* START PROVIDED DATA *
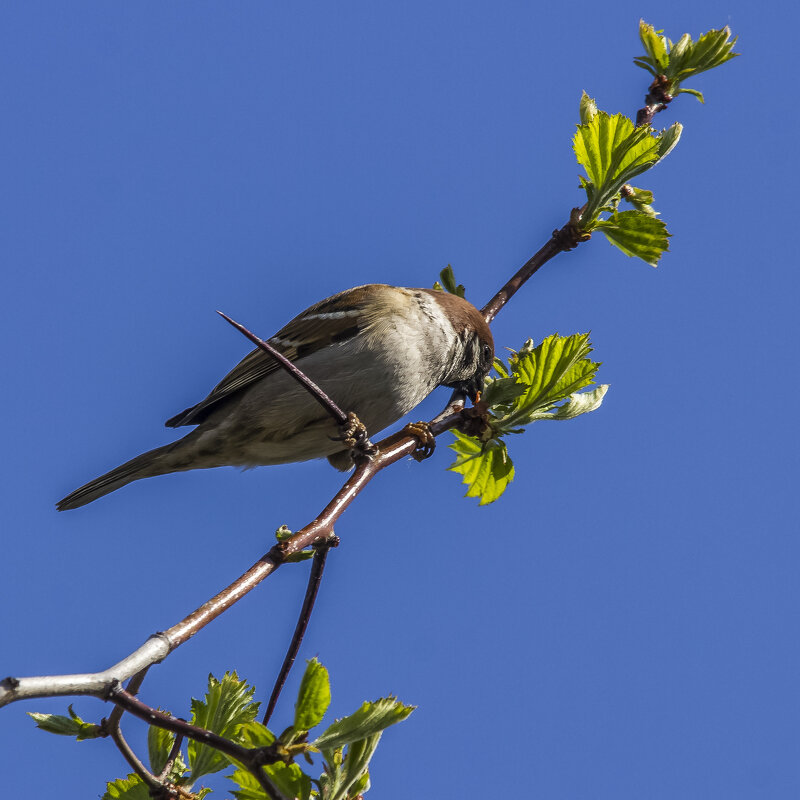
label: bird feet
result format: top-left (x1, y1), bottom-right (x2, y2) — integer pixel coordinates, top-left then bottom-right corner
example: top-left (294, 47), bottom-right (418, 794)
top-left (402, 422), bottom-right (436, 461)
top-left (334, 411), bottom-right (378, 461)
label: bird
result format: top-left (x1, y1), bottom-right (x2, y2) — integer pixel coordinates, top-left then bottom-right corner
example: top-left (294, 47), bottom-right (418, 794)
top-left (56, 283), bottom-right (494, 511)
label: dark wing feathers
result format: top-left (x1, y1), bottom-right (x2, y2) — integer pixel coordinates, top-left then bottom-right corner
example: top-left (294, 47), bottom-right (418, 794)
top-left (164, 294), bottom-right (374, 428)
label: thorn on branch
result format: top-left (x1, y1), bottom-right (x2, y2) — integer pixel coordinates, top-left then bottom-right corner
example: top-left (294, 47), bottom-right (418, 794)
top-left (459, 400), bottom-right (489, 439)
top-left (553, 208), bottom-right (592, 251)
top-left (636, 75), bottom-right (673, 128)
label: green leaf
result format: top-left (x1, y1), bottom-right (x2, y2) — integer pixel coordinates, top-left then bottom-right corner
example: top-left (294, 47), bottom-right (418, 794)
top-left (481, 375), bottom-right (525, 406)
top-left (510, 333), bottom-right (600, 410)
top-left (658, 122), bottom-right (683, 161)
top-left (639, 19), bottom-right (669, 75)
top-left (674, 89), bottom-right (706, 103)
top-left (147, 725), bottom-right (186, 783)
top-left (633, 20), bottom-right (739, 94)
top-left (236, 720), bottom-right (275, 747)
top-left (534, 383), bottom-right (608, 420)
top-left (311, 697), bottom-right (415, 750)
top-left (102, 773), bottom-right (153, 800)
top-left (187, 672), bottom-right (260, 782)
top-left (595, 211), bottom-right (670, 267)
top-left (294, 658), bottom-right (331, 731)
top-left (448, 430), bottom-right (514, 506)
top-left (573, 111), bottom-right (664, 222)
top-left (449, 334), bottom-right (608, 505)
top-left (227, 761), bottom-right (311, 800)
top-left (28, 705), bottom-right (103, 742)
top-left (433, 264), bottom-right (464, 297)
top-left (330, 733), bottom-right (381, 800)
top-left (578, 92), bottom-right (597, 124)
top-left (622, 183), bottom-right (658, 217)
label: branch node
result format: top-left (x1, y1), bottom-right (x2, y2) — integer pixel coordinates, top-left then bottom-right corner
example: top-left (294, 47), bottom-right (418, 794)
top-left (553, 208), bottom-right (592, 251)
top-left (459, 400), bottom-right (490, 440)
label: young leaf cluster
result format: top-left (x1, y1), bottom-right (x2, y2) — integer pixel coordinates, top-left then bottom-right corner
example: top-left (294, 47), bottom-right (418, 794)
top-left (433, 264), bottom-right (464, 297)
top-left (633, 20), bottom-right (739, 103)
top-left (31, 658), bottom-right (414, 800)
top-left (573, 98), bottom-right (682, 266)
top-left (450, 333), bottom-right (608, 505)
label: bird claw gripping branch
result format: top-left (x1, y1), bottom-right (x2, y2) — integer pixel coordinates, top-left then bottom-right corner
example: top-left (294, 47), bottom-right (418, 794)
top-left (336, 411), bottom-right (378, 461)
top-left (403, 422), bottom-right (436, 461)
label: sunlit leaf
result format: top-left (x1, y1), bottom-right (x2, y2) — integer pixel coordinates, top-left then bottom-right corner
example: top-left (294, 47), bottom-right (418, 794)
top-left (595, 211), bottom-right (670, 267)
top-left (294, 658), bottom-right (331, 731)
top-left (312, 697), bottom-right (414, 750)
top-left (187, 672), bottom-right (259, 781)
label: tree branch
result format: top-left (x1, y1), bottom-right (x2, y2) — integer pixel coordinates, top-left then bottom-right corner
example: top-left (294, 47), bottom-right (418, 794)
top-left (262, 539), bottom-right (332, 725)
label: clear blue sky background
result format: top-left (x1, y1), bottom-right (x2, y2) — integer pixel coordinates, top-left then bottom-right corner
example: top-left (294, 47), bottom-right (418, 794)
top-left (0, 0), bottom-right (800, 800)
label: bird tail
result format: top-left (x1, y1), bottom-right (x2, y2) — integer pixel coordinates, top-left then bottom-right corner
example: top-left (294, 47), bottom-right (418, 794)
top-left (56, 442), bottom-right (180, 511)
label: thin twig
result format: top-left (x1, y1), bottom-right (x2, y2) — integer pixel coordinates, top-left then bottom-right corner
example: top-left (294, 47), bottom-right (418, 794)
top-left (217, 311), bottom-right (347, 425)
top-left (108, 725), bottom-right (166, 790)
top-left (263, 540), bottom-right (338, 725)
top-left (107, 666), bottom-right (150, 732)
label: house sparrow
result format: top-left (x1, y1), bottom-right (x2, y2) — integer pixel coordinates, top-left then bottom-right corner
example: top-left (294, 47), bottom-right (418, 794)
top-left (57, 283), bottom-right (494, 511)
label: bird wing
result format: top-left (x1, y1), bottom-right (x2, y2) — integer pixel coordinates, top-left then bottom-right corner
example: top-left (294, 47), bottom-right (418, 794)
top-left (164, 294), bottom-right (374, 428)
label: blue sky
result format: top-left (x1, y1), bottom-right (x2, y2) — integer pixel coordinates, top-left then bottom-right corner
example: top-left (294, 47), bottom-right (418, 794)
top-left (0, 0), bottom-right (800, 800)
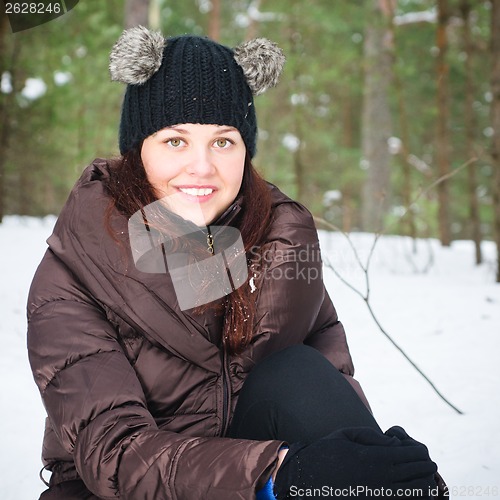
* END PROVIDED DATA *
### DIRECTIVE
Can you convert every line of the material above into a numbered list, skipping blank lines and leaving the pictures out?

### EXERCISE OUTPUT
1. label: bird feet
2. result format: top-left (x1, y1), bottom-right (x2, y2) — integer pixel coordinates, top-left then bottom-right corner
3. example: top-left (294, 47), bottom-right (418, 794)
4. top-left (402, 422), bottom-right (436, 461)
5. top-left (334, 411), bottom-right (378, 461)
6. label: bird
7. result format: top-left (x1, y1), bottom-right (x2, y2) — integer pixel coordinates, top-left then bottom-right corner
8. example: top-left (294, 47), bottom-right (418, 794)
9. top-left (56, 283), bottom-right (494, 511)
10. label: dark wing feathers
11. result format: top-left (x1, y1), bottom-right (x2, y2) — integer pixel coordinates, top-left then bottom-right corner
12. example: top-left (294, 47), bottom-right (418, 794)
13. top-left (164, 294), bottom-right (374, 428)
14. label: thorn on branch
15. result format: top-left (x1, y1), bottom-right (x2, y2) — integer pixel coordinates, top-left then bottom-right corner
16. example: top-left (294, 47), bottom-right (418, 794)
17. top-left (459, 400), bottom-right (489, 439)
18. top-left (553, 208), bottom-right (592, 251)
19. top-left (636, 75), bottom-right (673, 128)
20. label: green leaf
21. result format: top-left (x1, y1), bottom-right (x2, y2) — integer pixel coordinates, top-left then bottom-right corner
22. example: top-left (294, 47), bottom-right (418, 794)
23. top-left (481, 375), bottom-right (525, 406)
24. top-left (510, 333), bottom-right (600, 410)
25. top-left (658, 122), bottom-right (683, 161)
26. top-left (639, 19), bottom-right (669, 75)
27. top-left (674, 89), bottom-right (706, 103)
28. top-left (147, 725), bottom-right (186, 783)
29. top-left (633, 20), bottom-right (739, 94)
30. top-left (236, 720), bottom-right (275, 747)
31. top-left (534, 383), bottom-right (608, 420)
32. top-left (311, 697), bottom-right (415, 750)
33. top-left (102, 773), bottom-right (153, 800)
34. top-left (187, 672), bottom-right (260, 782)
35. top-left (595, 211), bottom-right (670, 267)
36. top-left (294, 658), bottom-right (331, 731)
37. top-left (448, 430), bottom-right (514, 506)
38. top-left (573, 111), bottom-right (664, 222)
39. top-left (449, 334), bottom-right (608, 505)
40. top-left (227, 761), bottom-right (311, 800)
41. top-left (28, 705), bottom-right (103, 742)
42. top-left (433, 264), bottom-right (464, 297)
43. top-left (330, 733), bottom-right (381, 800)
44. top-left (578, 92), bottom-right (597, 124)
45. top-left (622, 183), bottom-right (658, 217)
46. label: branch node
47. result format: top-left (x1, y1), bottom-right (x2, y2) — integer pixel coordinates, top-left then bottom-right corner
48. example: top-left (294, 47), bottom-right (418, 794)
49. top-left (553, 208), bottom-right (592, 251)
50. top-left (459, 400), bottom-right (490, 440)
51. label: young leaf cluster
52. result format: top-left (x1, y1), bottom-right (x2, y2) — integer pixel coordinates, top-left then bottom-right corner
53. example: top-left (294, 47), bottom-right (418, 794)
54. top-left (433, 264), bottom-right (464, 297)
55. top-left (633, 20), bottom-right (739, 103)
56. top-left (31, 658), bottom-right (414, 800)
57. top-left (573, 98), bottom-right (682, 266)
58. top-left (450, 333), bottom-right (608, 505)
59. label: bird claw gripping branch
60. result format: top-left (x1, y1), bottom-right (x2, y2) — integer pixel coordinates, top-left then bottom-right corner
61. example: top-left (294, 47), bottom-right (418, 794)
62. top-left (336, 411), bottom-right (378, 461)
63. top-left (403, 422), bottom-right (436, 461)
64. label: sunlit leaf
65. result format: top-left (x1, y1), bottom-right (x2, y2) — integer pixel coordinates, top-left then bottom-right corner
66. example: top-left (294, 47), bottom-right (418, 794)
67. top-left (595, 211), bottom-right (670, 267)
68. top-left (294, 658), bottom-right (331, 731)
69. top-left (312, 697), bottom-right (414, 750)
70. top-left (187, 672), bottom-right (259, 781)
71. label: tree branch
72. result format: top-left (x1, y1), bottom-right (x2, y2) — integer pixel coordinates, top-left then bottom-right corner
73. example: top-left (294, 47), bottom-right (418, 794)
74. top-left (262, 539), bottom-right (332, 725)
75. label: clear blue sky background
76. result format: top-left (x1, y1), bottom-right (x2, y2) — integer pixel coordinates, top-left then bottom-right corner
77. example: top-left (294, 47), bottom-right (418, 794)
78. top-left (0, 0), bottom-right (800, 800)
79. label: bird tail
80. result format: top-left (x1, y1), bottom-right (x2, y2) — integer pixel coordinates, top-left then bottom-right corner
81. example: top-left (294, 47), bottom-right (418, 794)
82. top-left (56, 442), bottom-right (180, 511)
83. label: thin twig
84. result format: top-left (x1, y1), bottom-right (x2, y2) — integer pixel coordinates, top-left then bottom-right corner
85. example: top-left (294, 47), bottom-right (418, 794)
86. top-left (217, 311), bottom-right (347, 425)
87. top-left (108, 725), bottom-right (166, 790)
88. top-left (263, 540), bottom-right (338, 725)
89. top-left (107, 666), bottom-right (150, 732)
90. label: house sparrow
91. result format: top-left (x1, y1), bottom-right (x2, y2) — integer pixel coordinates, top-left then bottom-right corner
92. example: top-left (294, 47), bottom-right (418, 794)
93. top-left (57, 283), bottom-right (494, 511)
94. label: bird wing
95. result format: top-left (x1, y1), bottom-right (x2, y2) — integer pixel coordinates, top-left then bottom-right corner
96. example: top-left (294, 47), bottom-right (418, 794)
97. top-left (164, 294), bottom-right (374, 428)
98. label: blue sky
99. result format: top-left (x1, y1), bottom-right (x2, y2) — integer pixel coordinates, top-left then bottom-right corner
100. example: top-left (294, 47), bottom-right (418, 794)
101. top-left (0, 0), bottom-right (800, 800)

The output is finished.